## Aim of the exercise:
Each entry is to be given again word for word; images are dropped.
----
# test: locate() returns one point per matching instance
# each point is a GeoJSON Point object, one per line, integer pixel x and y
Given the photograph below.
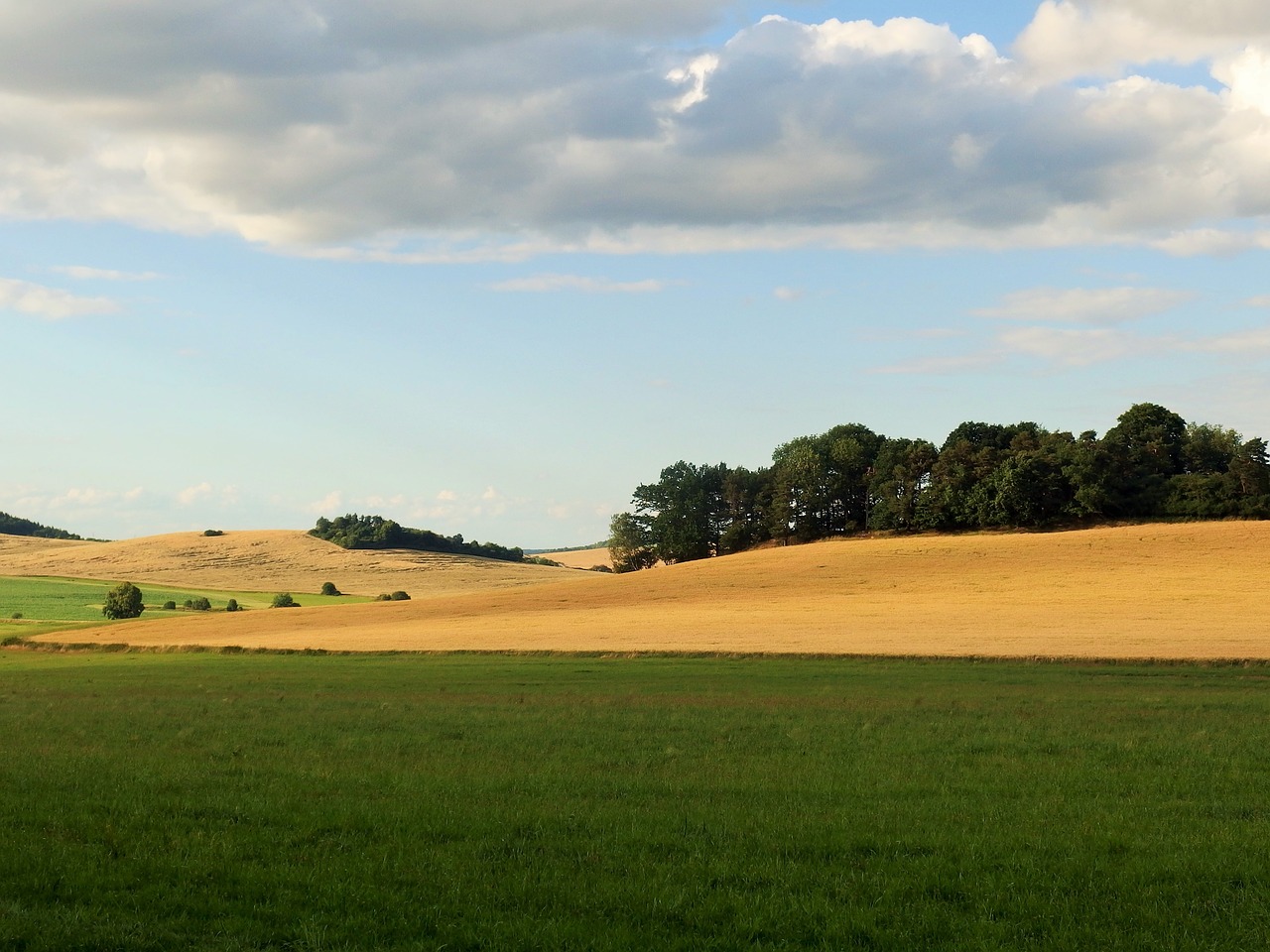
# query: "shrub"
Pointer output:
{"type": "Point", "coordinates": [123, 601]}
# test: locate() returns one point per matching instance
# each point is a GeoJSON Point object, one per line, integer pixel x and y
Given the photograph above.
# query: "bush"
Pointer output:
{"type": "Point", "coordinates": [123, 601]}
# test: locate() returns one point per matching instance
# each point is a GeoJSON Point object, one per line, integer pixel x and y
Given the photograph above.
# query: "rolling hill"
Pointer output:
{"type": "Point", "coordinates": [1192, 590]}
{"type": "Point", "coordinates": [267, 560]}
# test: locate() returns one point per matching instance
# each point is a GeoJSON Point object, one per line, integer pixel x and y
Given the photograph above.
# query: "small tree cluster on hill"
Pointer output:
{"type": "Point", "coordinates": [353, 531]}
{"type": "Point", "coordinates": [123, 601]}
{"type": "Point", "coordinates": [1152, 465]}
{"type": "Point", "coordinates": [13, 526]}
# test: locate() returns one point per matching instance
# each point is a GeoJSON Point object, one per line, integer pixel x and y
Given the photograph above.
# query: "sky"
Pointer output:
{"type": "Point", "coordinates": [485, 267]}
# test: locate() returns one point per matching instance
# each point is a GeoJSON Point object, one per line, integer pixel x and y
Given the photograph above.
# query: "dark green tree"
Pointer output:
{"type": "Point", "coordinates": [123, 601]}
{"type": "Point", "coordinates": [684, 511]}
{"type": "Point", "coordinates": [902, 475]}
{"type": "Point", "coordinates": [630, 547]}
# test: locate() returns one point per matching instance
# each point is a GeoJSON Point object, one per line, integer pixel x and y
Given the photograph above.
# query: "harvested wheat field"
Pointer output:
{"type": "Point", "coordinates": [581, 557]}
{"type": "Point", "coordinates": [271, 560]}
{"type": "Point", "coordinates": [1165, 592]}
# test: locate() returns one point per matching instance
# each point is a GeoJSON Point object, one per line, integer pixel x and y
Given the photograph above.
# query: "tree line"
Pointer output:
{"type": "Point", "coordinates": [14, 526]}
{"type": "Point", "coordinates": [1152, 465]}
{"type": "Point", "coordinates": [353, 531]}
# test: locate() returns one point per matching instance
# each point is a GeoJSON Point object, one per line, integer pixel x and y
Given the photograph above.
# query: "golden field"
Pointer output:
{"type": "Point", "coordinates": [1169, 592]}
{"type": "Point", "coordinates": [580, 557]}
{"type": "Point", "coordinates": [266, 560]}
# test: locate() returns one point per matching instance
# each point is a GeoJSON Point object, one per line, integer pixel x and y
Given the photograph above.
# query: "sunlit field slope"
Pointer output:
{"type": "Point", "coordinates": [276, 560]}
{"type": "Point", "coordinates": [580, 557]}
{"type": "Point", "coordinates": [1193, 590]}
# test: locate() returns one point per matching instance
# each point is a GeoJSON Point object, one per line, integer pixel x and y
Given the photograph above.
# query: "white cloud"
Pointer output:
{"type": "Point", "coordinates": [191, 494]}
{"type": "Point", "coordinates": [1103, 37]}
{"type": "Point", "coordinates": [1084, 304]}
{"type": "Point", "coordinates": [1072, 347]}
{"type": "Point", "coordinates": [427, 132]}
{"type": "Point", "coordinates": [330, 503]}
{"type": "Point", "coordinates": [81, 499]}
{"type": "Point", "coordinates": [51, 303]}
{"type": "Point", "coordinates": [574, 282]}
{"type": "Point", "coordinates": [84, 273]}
----
## Solution to the exercise:
# test: locate() returns one point per matching instance
# each point is a GeoJSON Point object, one per line, integer pixel x and y
Given the photograph below.
# query: "shrub"
Pointer output:
{"type": "Point", "coordinates": [123, 601]}
# test: locate() returns one point per matching instance
# each point is a GeoJSON Point object, one per line, integer pixel x and y
Given the photograph above.
# query: "bush"
Pointer output:
{"type": "Point", "coordinates": [123, 601]}
# test: locate() returns one point per matching instance
# each point is a GeoJSON Point object, one per line, integer pixel x and y
Given the photograph above.
# query: "rolling hill"
Pointer output:
{"type": "Point", "coordinates": [1192, 590]}
{"type": "Point", "coordinates": [267, 560]}
# test: locate() returns one point per matching instance
# each point is a GeoJSON Point object, one per line, integer pixel x and y
Given the photograph above.
# query: "small tree cluster on hill"
Pointer output:
{"type": "Point", "coordinates": [353, 531]}
{"type": "Point", "coordinates": [123, 601]}
{"type": "Point", "coordinates": [1152, 465]}
{"type": "Point", "coordinates": [13, 526]}
# test: locate() returns one point per matching instance
# each point is a GeoJSON Point object, one per line, integer pixel x and y
Given the photograph above.
# query: "sky"
Pointer output:
{"type": "Point", "coordinates": [485, 267]}
# test: locate() returns one point per matching instance
# each point is a GeoJSON Point object, one per line, integer pixel x and y
Given the photograph above.
# query: "dark green tree"
Pointer output:
{"type": "Point", "coordinates": [123, 601]}
{"type": "Point", "coordinates": [684, 511]}
{"type": "Point", "coordinates": [902, 475]}
{"type": "Point", "coordinates": [630, 547]}
# test: locate() returns one point per matching instance
# each point is a GeoJSON Point object, one per line, integer pixel x and y
Given the photograph above.
# query: "harvested wheat field"
Pointer output:
{"type": "Point", "coordinates": [581, 557]}
{"type": "Point", "coordinates": [271, 560]}
{"type": "Point", "coordinates": [1165, 592]}
# test: locate() returns one point per matching instance
# each point is a GeoJSON Point object, one per line, integer pixel x and y
Given the photograph above.
# query: "tree line"
Pointer output:
{"type": "Point", "coordinates": [14, 526]}
{"type": "Point", "coordinates": [1152, 465]}
{"type": "Point", "coordinates": [353, 531]}
# test: locate() returns one point per matching instance
# each point is a GeoJSON Point object, one per line, integer pixel x and y
Given the photograph above.
# query: "golden field"
Pointer output:
{"type": "Point", "coordinates": [1169, 592]}
{"type": "Point", "coordinates": [580, 557]}
{"type": "Point", "coordinates": [266, 560]}
# test: locate() returns one point per matching instance
# each point is a GeoJSON Point object, one per line, integer pixel x and y
Given the photograph above.
# query: "sunlit field slope"
Pointer output:
{"type": "Point", "coordinates": [276, 560]}
{"type": "Point", "coordinates": [580, 557]}
{"type": "Point", "coordinates": [1193, 590]}
# test: locate() returns one point per matching instance
# each point is a GeoJSON Point object, one per line, integer pixel x and y
Given the photograph above.
# query: "white cloud"
Pointer output:
{"type": "Point", "coordinates": [191, 494]}
{"type": "Point", "coordinates": [1103, 37]}
{"type": "Point", "coordinates": [1084, 304]}
{"type": "Point", "coordinates": [1072, 347]}
{"type": "Point", "coordinates": [427, 132]}
{"type": "Point", "coordinates": [330, 503]}
{"type": "Point", "coordinates": [81, 499]}
{"type": "Point", "coordinates": [51, 303]}
{"type": "Point", "coordinates": [574, 282]}
{"type": "Point", "coordinates": [84, 273]}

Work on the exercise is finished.